TRECHO DO DOCUMENTO ::
Com base na análise dos primeiros documentos apreendidos por determinação judicial, a polícia concluiu que eles já se preparavam para fraudar licitações de obras para a Copa de 2014 e as Olimpíadas de 2016. A polícia vai pedir a prisão temporária e indiciar 12 pessoas, que responderão por formação de quadrilha e corrupção ativa.

Propina variava de R$6 mil a R$15 mil

As empresas, que atuavam no setor da construção civil, participavam da licitação para direcionar o resultado e beneficiar uma delas, que saía vencedora. Calcula-se um superfaturamento de 10% a 20% do valor total. Além da questão do sobrepreço, havia o esquema de propinas para as empresas que participavam da licitação. O objetivo era que elas entrassem com o preço combinado ou não apresentassem a documentação necessária para que fossem desclassificadas. A propina variava entre R$6 mil e R$15 mil.

Há fortes indícios de superfaturamento em contratos com a Polícia Civil, inclusive nas obras, coordenadas pelo Grupo Executivo do Programa Delegacia Legal, com a Uerj; com o Hospital Lourenço Jorge, na Barra; com prefeituras, incluindo a do Rio, secretarias estaduais e municipais e órgãos federais, entre eles a Infraero.

De acordo com o delegado Flávio Porto, responsável pela Operação Monopólio, que envolveu 120 policiais, documentos foram apreendidos ontem em 30 endereços de empresas e residências de empresários, onde foram cumpridos os mandados de busca e apreensão. A corregedoria interna da Polícia Civil e o núcleo trabalharam integrados para apurar a participação do inspetor de Polícia Civil, Sérgio Luiz da Rocha Renzeti, sócio-gerente de duas empresas: Stone Engenharia e Rocha Moura Engenharia. As duas firmas são ligadas a uma das concorrentes nos contratos da polícia.

Durante as investigações, a polícia chegou a ver Renzeti com Carlos Alberto Alves Pontes, técnico em Planejamento, que já foi chefe do Serviço de Supervisão de Projetos de Engenharia da instituição. Pontes facilitava também a entrada de empresários na sede da Polícia Civil, na Rua da Relação, sem justificativa, conforme consta no inquérito.

REGISTROS LISTADOS ::
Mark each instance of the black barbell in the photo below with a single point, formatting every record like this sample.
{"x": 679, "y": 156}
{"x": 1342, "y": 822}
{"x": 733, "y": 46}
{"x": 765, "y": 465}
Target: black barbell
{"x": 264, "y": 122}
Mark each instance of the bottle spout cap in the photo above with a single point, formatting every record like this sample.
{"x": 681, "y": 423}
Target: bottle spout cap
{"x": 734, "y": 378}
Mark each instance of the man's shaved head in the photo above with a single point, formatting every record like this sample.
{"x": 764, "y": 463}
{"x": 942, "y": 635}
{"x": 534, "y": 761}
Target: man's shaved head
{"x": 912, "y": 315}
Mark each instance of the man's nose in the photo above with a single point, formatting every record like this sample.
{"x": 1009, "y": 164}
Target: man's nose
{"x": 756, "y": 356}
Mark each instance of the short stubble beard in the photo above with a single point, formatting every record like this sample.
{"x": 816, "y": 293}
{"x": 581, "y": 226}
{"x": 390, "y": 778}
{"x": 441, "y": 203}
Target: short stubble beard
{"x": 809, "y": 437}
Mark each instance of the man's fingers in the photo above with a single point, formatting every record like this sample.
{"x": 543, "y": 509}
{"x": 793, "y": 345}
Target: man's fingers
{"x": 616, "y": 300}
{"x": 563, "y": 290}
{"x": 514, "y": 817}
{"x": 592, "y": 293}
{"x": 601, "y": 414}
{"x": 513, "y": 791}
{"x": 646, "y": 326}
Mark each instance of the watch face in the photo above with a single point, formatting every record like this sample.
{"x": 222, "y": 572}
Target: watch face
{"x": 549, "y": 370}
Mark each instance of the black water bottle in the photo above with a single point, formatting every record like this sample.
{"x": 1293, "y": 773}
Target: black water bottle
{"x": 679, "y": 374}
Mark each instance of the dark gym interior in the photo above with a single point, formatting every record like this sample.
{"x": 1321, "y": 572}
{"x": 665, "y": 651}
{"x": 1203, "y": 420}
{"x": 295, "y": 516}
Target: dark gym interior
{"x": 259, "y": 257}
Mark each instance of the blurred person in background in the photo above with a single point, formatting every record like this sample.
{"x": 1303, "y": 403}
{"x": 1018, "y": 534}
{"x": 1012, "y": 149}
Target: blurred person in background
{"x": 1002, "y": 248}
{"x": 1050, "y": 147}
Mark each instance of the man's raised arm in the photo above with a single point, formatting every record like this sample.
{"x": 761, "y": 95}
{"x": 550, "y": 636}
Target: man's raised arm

O QUE FAZER ::
1 – Indique se cada afirmação abaixo está de acordo com o trecho sobre a Operação Monopólio, respondendo sim ou não e citando literalmente as palavras do texto que decidem a questão.
(a) A Operação Monopólio envolveu 120 policiais.
(b) O superfaturamento calculado correspondia a 30% do valor total.
(c) Os mandados de busca e apreensão foram cumpridos em 12 endereços.
2 – Com base no trecho sobre a Operação Monopólio, responda às perguntas a seguir.
(a) Quantas pessoas a polícia vai indiciar?
(b) De quais empresas o inspetor Sérgio Luiz da Rocha Renzeti é sócio-gerente?
(c) Em que rua fica a sede da Polícia Civil?
3 – Redija a continuação do trecho sobre a Operação Monopólio a partir da última frase apresentada.
Os registros provêm de uma fonte distinta da do trecho do documento.

RESPOSTAS POR TAREFA ::
1 –
(a) Sim: "Operação Monopólio, que envolveu 120 policiais"
(b) Não: "Calcula-se um superfaturamento de 10% a 20% do valor total."
(c) Não: "documentos foram apreendidos ontem em 30 endereços de empresas e residências de empresários"

2 –
(a) 12 pessoas.
(b) Stone Engenharia e Rocha Moura Engenharia.
(c) Rua da Relação.

3 –
A investigação começou a ser feita pela Comissão Permanente de Licitações da Polícia Civil que, durante as análises dos contratos, percebeu que as empresas se revezavam durante as concorrências de obras públicas. A partir daí, com a criação do núcleo de lavagem de dinheiro da Polícia Civil, en 2008, o delegado Flávio Porto, aprofundou as investigações fazendo consultas à Coaf, à Receita Federal e a outras instituições.

Depois de investigar cada empresa e os contratos, entre elas e os órgãos públicos, a polícia passou a monitorar as ações da quadrilha, por meio de interceptações telefônicas autorizadas pela Justiça. Foram flagradas conversas entre representantes das empresas e funcionários públicos, o que confirma a participação de servidores nas fraudes.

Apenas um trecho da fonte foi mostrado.